## WHAT IS EXPECTED:
Edit the excerpt on punitive damages between "A supervisor may" and "their individual capacities.", inclusive, so that "municipality" becomes "local government", and give the edited part.

## TEXT EXCERPT:

┌────────

A supervisor may be held personally liable
The County defendants argue that punitive damages are not available against a municipality, (Dkt. No. 20, Attach. 2 at 18), and plaintiffs fail to show otherwise. See City of Newport v. Fact Concerts, Inc., 453 U.S. 247, 271 (1981) ("[A] municipality is immune from punitive damages under 42 U.S.C. § 1983."). Thus, plaintiffs' demand for punitive damages against the County is dismissed. However, the County defendants have not provided a valid basis for dismissing plaintiffs' demand for punitive damages from the County defendants (excepting the County) in their individual capacities.

└────────

Data entries
┌────────

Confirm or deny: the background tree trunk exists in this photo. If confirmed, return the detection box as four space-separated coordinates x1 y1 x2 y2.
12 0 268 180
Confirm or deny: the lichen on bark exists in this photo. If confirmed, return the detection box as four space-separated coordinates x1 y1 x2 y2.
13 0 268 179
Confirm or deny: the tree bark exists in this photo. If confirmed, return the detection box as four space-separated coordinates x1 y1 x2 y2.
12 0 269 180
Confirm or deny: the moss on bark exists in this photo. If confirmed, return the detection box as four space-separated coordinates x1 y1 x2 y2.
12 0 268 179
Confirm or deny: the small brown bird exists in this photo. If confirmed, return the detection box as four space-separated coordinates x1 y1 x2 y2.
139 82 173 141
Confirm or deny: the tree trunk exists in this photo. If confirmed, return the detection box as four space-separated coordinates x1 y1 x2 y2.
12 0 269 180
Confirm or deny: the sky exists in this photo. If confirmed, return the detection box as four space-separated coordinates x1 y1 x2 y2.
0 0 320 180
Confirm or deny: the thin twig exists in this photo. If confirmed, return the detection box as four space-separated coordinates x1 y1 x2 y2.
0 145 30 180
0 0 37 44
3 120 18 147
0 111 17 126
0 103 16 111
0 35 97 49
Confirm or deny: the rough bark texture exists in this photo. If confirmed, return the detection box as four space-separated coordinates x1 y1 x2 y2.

└────────

## RESULT OF THIS TASK:
A supervisor may be held personally liable
The County defendants argue that punitive damages are not available against a local government, (Dkt. No. 20, Attach. 2 at 18), and plaintiffs fail to show otherwise. See City of Newport v. Fact Concerts, Inc., 453 U.S. 247, 271 (1981) ("[A] local government is immune from punitive damages under 42 U.S.C. § 1983."). Thus, plaintiffs' demand for punitive damages against the County is dismissed. However, the County defendants have not provided a valid basis for dismissing plaintiffs' demand for punitive damages from the County defendants (excepting the County) in their individual capacities.